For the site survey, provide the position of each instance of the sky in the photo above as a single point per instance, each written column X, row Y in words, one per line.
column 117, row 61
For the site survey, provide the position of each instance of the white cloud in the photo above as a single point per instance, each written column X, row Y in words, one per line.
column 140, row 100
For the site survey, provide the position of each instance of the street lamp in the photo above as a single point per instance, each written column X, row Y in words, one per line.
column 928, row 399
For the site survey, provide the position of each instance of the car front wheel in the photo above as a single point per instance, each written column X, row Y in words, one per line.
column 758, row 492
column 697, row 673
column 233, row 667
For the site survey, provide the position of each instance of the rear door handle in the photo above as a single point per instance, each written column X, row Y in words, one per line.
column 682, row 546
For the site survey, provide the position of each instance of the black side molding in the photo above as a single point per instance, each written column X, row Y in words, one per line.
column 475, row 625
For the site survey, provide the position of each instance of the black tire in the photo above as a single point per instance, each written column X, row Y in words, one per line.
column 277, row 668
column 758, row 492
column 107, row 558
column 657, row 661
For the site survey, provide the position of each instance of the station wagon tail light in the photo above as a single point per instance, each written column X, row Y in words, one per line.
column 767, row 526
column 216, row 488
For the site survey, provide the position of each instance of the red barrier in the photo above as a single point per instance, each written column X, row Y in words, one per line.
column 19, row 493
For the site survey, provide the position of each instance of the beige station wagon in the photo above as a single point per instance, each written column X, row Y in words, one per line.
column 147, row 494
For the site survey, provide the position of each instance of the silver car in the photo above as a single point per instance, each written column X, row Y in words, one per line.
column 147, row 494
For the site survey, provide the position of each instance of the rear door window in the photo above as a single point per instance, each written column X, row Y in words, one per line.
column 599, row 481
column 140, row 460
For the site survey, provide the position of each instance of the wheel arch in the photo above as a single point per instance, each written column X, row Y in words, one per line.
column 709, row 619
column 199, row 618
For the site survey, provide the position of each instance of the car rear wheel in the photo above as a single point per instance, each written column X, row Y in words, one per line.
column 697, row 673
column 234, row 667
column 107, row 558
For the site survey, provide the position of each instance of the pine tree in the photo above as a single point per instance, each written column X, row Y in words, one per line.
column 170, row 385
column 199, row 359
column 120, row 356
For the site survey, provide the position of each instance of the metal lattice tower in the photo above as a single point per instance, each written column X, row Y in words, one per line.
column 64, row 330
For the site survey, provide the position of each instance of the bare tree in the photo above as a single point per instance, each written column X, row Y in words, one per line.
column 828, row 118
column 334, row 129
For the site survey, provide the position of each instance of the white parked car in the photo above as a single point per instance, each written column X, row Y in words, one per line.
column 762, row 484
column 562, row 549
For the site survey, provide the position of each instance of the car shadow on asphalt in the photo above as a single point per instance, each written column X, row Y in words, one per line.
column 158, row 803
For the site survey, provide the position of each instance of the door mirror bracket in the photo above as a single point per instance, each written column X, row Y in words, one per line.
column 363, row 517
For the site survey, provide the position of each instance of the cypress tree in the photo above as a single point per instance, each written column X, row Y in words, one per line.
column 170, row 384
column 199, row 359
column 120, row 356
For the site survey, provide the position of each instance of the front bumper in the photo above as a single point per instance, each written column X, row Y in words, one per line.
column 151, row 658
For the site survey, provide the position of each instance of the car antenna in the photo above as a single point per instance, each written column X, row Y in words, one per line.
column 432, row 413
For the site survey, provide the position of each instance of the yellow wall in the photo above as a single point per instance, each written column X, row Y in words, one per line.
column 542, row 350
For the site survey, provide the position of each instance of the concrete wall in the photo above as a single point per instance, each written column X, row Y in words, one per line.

++++++

WRITTEN EXERCISE => Lay out the records above as a JSON list of strings, one string for each line, with blank lines left out.

TASK OUTPUT =>
[
  "For the site survey, provide the position of each instance of the sky in the photo above as a single point per instance, each written column X, row Y in words, one per line.",
  "column 117, row 61",
  "For the site survey, provide the position of each instance of the white cloud in the photo above as a single point per instance, each written column X, row Y in words, one per line.",
  "column 140, row 100",
  "For the site survey, provide the position of each instance of the street lamp in the photo above as a single point per instance, each written column X, row Y in words, one per line.",
  "column 928, row 399",
  "For the site survey, provide the position of each instance of the car front wheel in the photo above as a single point per instance, each written column X, row Y in words, one per line.",
  "column 758, row 492",
  "column 697, row 673",
  "column 233, row 667",
  "For the site survey, provide the position of each instance of the rear door handle in the photo above as a single point per instance, each written column X, row Y in words, one per line.",
  "column 682, row 546",
  "For the site survey, provide the position of each instance of the black side molding in the photo above as a single point per instance, each written column X, row Y in words, one per line.",
  "column 475, row 625",
  "For the site survey, provide the position of each instance of the black tire in the photo above as a single point per instance, each written column X, row Y in words, one per line.",
  "column 277, row 668",
  "column 758, row 492",
  "column 107, row 558",
  "column 657, row 661",
  "For the site survey, provide the position of each instance of the station wagon tail light in the photo above as a single point per instance, each written column X, row Y in words, one per line.",
  "column 767, row 526",
  "column 216, row 488",
  "For the site survey, provide the position of each instance of the red barrier in the photo above as a single point per instance, each written column X, row Y in words, one per line.",
  "column 19, row 493",
  "For the site survey, provide the position of each instance of the beige station wagon in the photo above as a single point per instance, each written column X, row Y in words, one per line.",
  "column 147, row 494",
  "For the site survey, provide the position of each instance of the silver car in the photo above as a single point per instance, each written column X, row Y in words, one per line.",
  "column 147, row 494",
  "For the site survey, provide the position of each instance of the rear door window in the photo above as a single point per instance, each written column X, row Y in words, one per line.",
  "column 599, row 481",
  "column 140, row 460",
  "For the site survey, provide the position of each instance of the wheel arch in the photo above as a single point per instance, each written column X, row Y in words, one per line.",
  "column 709, row 619",
  "column 199, row 618",
  "For the site survey, provide the position of each instance of the car rear wheel in the photo above as a single point per instance, each written column X, row Y in words, one per line.",
  "column 697, row 673",
  "column 234, row 667",
  "column 107, row 558",
  "For the site survey, provide the position of each instance of the pine tree in the photo above as a single point per instance, each written column X, row Y in words, one per line.",
  "column 170, row 385",
  "column 199, row 359",
  "column 120, row 356",
  "For the site survey, provide the position of each instance of the metal lattice tower in the photo above as a single point per instance, each written column X, row Y in words, one per line.",
  "column 64, row 330",
  "For the site survey, provide the position of each instance of the bare tree in the photo above as a single point per instance, each written column X, row Y in words, one per line.",
  "column 828, row 118",
  "column 334, row 129",
  "For the site survey, provide the position of each instance of the white parked car in the photo above as a single point per instance, each written column X, row Y in words, one per line.",
  "column 762, row 484",
  "column 562, row 549",
  "For the site survey, provide the position of each instance of the car shadow on asphalt in the photo above as a single point per instance, each written column X, row Y in words, one per line.",
  "column 158, row 803",
  "For the site survey, provide the position of each instance of the door mirror bracket in the photo above as a single point per instance, each written column X, row Y in words, one per line.",
  "column 363, row 517",
  "For the site survey, provide the position of each instance of the cypress tree in the photo above as a single point per instance, each written column X, row Y in words, one per line.",
  "column 170, row 384",
  "column 199, row 359",
  "column 120, row 356",
  "For the site survey, provide the position of each instance of the front bumper in the photo above as a single point per instance, each written column X, row Y in words, one per line.",
  "column 151, row 658",
  "For the site survey, provide the position of each instance of the car antenna in the photo above as a single point per instance, each written column X, row Y in words, one per line.",
  "column 432, row 413",
  "For the site survey, provide the position of each instance of the yellow wall in the photo above as a single point per instance, each written column X, row Y in words, one per line.",
  "column 542, row 350",
  "For the site survey, provide the position of each instance of the concrete wall in the photo above as a single point per instance, each written column X, row Y in words, one per line."
]